[WORK TO BE COMPLETED]:
In the entries below, find the line with "Objective — for every instance of the white wall" and transcribe it and every line after it exactly, through the last line, without pictures.

......

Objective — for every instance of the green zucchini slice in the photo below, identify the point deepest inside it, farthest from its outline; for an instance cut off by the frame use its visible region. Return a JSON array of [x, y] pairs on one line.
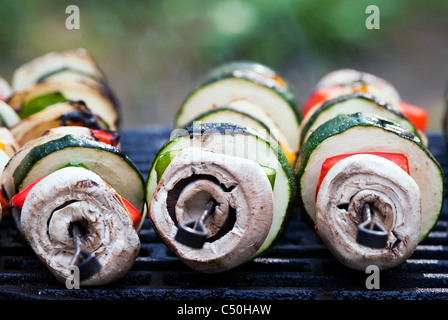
[[77, 61], [257, 83], [107, 161], [353, 103], [41, 95]]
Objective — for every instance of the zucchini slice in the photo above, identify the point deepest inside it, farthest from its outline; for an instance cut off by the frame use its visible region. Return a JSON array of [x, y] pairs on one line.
[[255, 82], [60, 114], [8, 116], [107, 161], [353, 103], [97, 101], [239, 143], [244, 113], [77, 61], [360, 132], [363, 81], [5, 89]]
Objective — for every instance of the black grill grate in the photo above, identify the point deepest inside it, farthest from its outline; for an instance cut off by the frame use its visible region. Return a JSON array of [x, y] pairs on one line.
[[299, 267]]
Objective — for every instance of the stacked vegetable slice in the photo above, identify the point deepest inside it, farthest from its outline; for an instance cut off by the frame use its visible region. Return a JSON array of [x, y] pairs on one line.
[[228, 149], [270, 96], [70, 187], [357, 149]]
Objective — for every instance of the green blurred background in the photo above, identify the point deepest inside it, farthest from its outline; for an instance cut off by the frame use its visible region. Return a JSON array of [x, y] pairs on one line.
[[153, 52]]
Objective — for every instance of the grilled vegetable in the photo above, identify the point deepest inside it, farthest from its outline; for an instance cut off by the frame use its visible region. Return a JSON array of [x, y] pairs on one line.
[[394, 197], [60, 114], [250, 179], [360, 133], [8, 117], [42, 95], [357, 102], [76, 196], [5, 89], [252, 81], [348, 81], [75, 64], [115, 167], [246, 114]]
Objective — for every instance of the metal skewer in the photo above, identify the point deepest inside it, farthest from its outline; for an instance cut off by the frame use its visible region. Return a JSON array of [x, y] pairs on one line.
[[86, 262], [371, 234], [193, 233]]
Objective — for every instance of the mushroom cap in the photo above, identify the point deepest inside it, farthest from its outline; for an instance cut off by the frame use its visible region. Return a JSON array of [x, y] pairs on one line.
[[244, 196], [396, 201], [75, 194]]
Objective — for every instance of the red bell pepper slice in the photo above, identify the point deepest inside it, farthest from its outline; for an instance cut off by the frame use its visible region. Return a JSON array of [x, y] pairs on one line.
[[398, 158], [19, 199]]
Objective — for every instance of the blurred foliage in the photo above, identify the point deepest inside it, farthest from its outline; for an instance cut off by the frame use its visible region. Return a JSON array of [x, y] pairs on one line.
[[152, 51]]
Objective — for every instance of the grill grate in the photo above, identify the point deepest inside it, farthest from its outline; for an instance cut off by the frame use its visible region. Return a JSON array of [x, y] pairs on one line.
[[299, 267]]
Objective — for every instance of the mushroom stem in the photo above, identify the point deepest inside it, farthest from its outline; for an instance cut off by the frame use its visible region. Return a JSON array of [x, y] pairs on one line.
[[82, 258], [208, 211], [369, 233]]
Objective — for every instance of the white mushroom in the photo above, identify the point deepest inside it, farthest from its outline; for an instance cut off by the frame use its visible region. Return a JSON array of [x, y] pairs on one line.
[[242, 218], [395, 201], [72, 195]]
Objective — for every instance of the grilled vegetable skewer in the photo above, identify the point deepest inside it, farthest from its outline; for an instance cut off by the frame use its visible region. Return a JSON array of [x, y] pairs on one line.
[[250, 179], [358, 151]]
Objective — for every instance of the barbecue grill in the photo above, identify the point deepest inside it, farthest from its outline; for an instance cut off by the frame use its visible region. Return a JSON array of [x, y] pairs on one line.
[[299, 267]]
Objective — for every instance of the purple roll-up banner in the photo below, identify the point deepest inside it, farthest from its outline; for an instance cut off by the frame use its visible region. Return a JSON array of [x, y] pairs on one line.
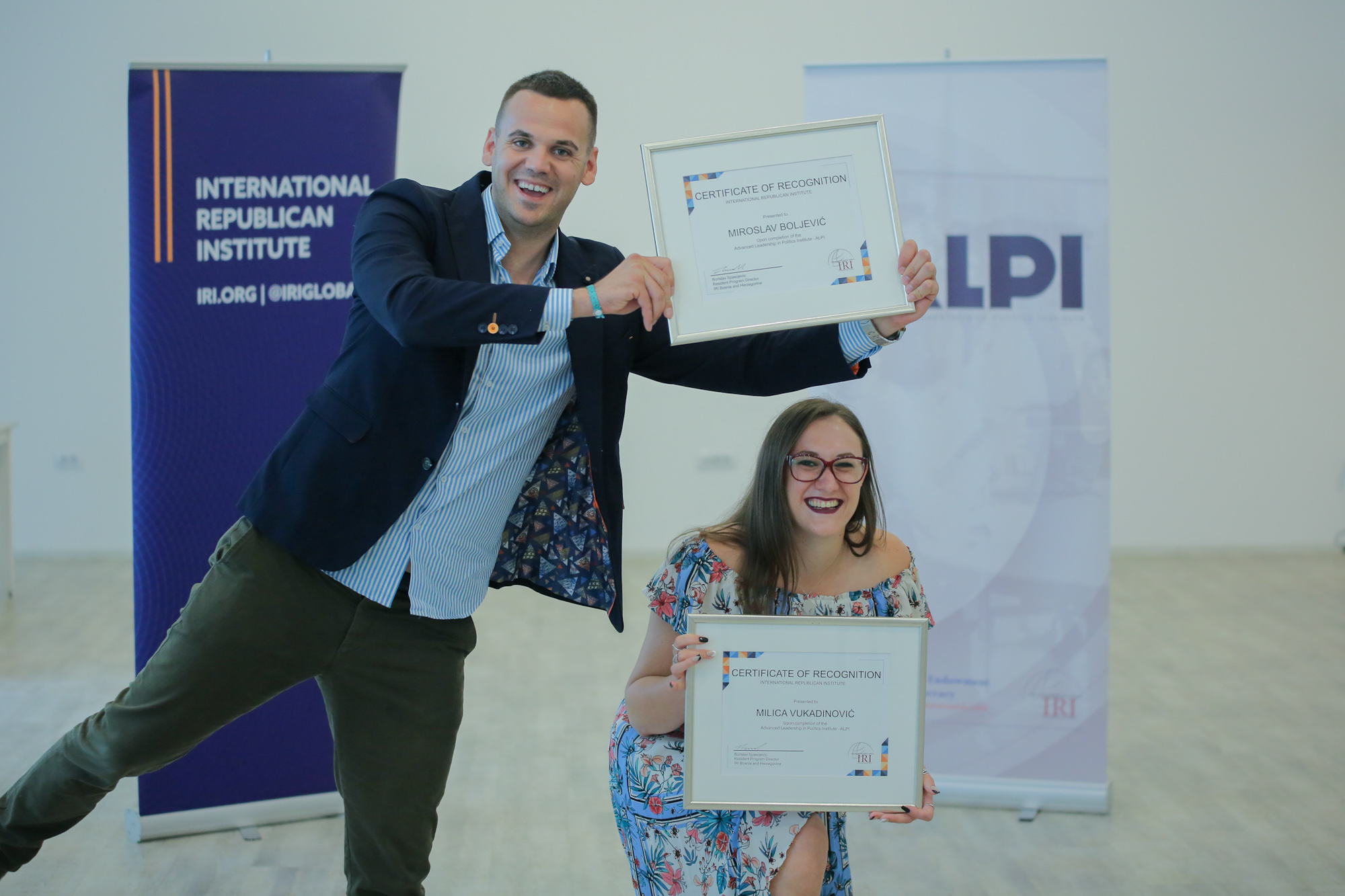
[[245, 182]]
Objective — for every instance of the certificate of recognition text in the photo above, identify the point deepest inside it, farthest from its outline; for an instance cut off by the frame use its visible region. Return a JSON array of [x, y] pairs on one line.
[[806, 713], [778, 228]]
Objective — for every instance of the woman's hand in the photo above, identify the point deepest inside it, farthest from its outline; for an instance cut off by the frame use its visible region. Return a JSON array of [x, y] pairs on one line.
[[913, 813], [688, 650]]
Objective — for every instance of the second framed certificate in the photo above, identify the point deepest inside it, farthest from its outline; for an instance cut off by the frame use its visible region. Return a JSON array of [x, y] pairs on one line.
[[806, 713], [778, 228]]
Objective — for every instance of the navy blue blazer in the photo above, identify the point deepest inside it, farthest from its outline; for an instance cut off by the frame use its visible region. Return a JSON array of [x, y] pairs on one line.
[[371, 435]]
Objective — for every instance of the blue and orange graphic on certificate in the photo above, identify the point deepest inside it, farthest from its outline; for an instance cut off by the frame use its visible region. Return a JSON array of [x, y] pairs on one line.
[[778, 228]]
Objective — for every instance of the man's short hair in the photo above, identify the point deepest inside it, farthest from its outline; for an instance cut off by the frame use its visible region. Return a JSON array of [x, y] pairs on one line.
[[558, 85]]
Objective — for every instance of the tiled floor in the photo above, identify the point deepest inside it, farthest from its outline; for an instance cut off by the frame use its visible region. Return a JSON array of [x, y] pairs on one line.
[[1227, 751]]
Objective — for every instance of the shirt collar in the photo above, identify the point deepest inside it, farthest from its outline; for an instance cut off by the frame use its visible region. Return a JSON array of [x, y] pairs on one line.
[[500, 243]]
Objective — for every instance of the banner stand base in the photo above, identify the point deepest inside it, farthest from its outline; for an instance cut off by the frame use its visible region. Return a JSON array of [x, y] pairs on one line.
[[976, 791], [202, 821]]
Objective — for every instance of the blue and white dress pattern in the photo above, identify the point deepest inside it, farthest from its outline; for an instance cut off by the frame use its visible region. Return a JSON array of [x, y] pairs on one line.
[[728, 853]]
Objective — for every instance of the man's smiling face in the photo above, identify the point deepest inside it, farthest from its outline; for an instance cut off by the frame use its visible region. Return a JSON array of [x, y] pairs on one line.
[[540, 154]]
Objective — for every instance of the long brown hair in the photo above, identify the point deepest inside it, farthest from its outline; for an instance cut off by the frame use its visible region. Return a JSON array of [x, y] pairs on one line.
[[763, 526]]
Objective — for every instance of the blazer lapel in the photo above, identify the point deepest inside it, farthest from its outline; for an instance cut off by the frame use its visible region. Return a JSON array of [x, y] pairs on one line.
[[586, 341], [467, 229]]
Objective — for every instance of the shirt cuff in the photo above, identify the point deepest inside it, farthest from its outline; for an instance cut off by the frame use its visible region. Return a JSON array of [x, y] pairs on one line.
[[855, 342], [559, 310]]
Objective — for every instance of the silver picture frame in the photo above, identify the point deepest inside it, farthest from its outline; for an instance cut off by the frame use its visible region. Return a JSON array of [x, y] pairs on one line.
[[905, 639], [669, 171]]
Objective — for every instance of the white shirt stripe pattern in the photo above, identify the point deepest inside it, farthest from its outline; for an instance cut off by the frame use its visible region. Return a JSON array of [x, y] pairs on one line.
[[451, 532]]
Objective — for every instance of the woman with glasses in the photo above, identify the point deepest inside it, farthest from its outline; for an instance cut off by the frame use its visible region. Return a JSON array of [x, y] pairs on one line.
[[805, 540]]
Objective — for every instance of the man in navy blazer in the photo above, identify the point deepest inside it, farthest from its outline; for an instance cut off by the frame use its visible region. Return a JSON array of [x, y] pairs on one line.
[[467, 435]]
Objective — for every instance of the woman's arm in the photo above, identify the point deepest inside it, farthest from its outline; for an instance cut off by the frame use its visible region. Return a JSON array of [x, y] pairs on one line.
[[654, 696]]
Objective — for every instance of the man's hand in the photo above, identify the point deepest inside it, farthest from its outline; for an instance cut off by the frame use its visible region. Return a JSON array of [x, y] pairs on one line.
[[918, 274], [641, 282]]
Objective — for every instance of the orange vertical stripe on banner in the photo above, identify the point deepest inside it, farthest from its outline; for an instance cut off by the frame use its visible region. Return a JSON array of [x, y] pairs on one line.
[[154, 75], [169, 157]]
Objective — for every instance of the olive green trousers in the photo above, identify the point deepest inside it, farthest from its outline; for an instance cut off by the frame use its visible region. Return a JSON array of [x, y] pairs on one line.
[[259, 623]]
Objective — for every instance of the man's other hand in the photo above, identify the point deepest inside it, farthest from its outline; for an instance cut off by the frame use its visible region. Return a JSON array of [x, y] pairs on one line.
[[919, 276], [642, 283]]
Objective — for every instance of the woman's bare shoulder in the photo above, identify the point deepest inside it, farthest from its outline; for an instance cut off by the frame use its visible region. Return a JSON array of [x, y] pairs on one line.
[[892, 552], [728, 552]]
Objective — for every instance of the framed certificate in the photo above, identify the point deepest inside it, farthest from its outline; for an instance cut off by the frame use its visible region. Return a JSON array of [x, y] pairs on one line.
[[821, 713], [778, 228]]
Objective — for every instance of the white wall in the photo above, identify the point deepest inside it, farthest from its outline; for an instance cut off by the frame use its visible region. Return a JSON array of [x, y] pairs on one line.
[[1229, 132]]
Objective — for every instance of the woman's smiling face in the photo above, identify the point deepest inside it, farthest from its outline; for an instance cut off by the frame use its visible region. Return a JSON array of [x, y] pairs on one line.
[[824, 506]]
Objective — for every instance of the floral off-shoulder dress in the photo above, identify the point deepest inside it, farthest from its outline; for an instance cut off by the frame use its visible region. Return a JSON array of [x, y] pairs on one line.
[[728, 853]]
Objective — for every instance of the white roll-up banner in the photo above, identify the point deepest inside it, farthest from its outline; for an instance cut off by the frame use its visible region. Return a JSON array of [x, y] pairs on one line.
[[991, 419]]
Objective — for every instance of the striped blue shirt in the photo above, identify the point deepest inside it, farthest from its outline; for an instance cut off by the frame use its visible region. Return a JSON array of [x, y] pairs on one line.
[[451, 532]]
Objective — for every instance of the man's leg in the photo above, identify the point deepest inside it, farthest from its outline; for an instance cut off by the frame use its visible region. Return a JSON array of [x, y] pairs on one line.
[[260, 622], [395, 698]]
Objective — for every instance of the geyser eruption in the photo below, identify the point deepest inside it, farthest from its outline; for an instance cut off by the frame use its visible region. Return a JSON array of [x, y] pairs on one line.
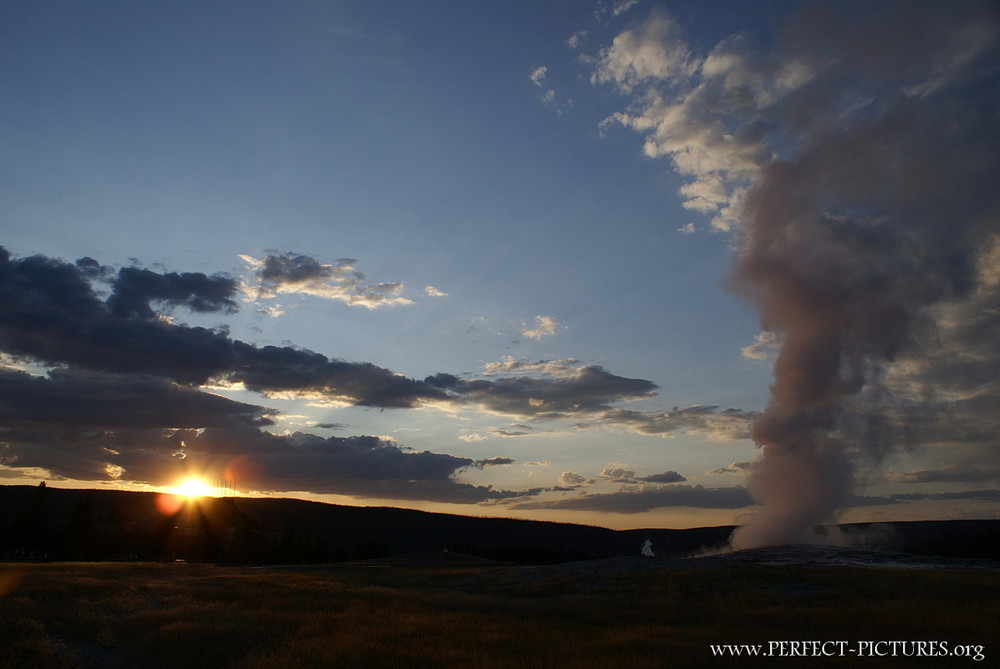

......

[SOLUTION FOR THIS EXERCISE]:
Objective — for every instance of the white wall in the photo above, identify the point deepest inside it, farthest from its outline; for an instance cut off by the frame use its visible region. Return a JSON array of [x, y] pairs on one line.
[[1229, 132]]
Objective — for every instance of the woman's smiling face in the photo above, identify the point deepest inside it, farthest from its outline; for an instance cut off by the frame use its visible region. Return a JSON array of [x, y] pairs on one line.
[[824, 506]]
Objective — for every instance of the floral off-shoulder dress in the photo above, identify the point deepest inside it, farthest from its outline; for an instance cut off by the frame use its visible region. Return a JSON array of [x, y] pairs on one line.
[[728, 853]]
Objective — for every instance of the white roll-up banner in the photo above, identify the point deepest inside it, farthest from its outline; for an instance cut off by the frame use its visible region. Return a JSON array of [x, y] pairs on one line.
[[991, 419]]
Objective — for every instance of the striped blue shirt in the photo above, identify the point deepest inside it, farthest from its outline; for an instance cut off by the frame use its visible region. Return a JSON array of [x, y] pairs on one line.
[[451, 532]]
Objective — for every instance of the man's leg in the photo above, identify the point deepest inside it, farthest from its outline; for an instance cut off by the frame use its visible region. Return a JSON array of [x, y] pairs on one line.
[[260, 622], [395, 698]]
Objective — for every instance of the geyser eruption in the photo below, identify the point deepest inside it, farthest from its outline; for an instance cut off by the frame use its visible region. Return a JSON array of [x, y] pairs on one line.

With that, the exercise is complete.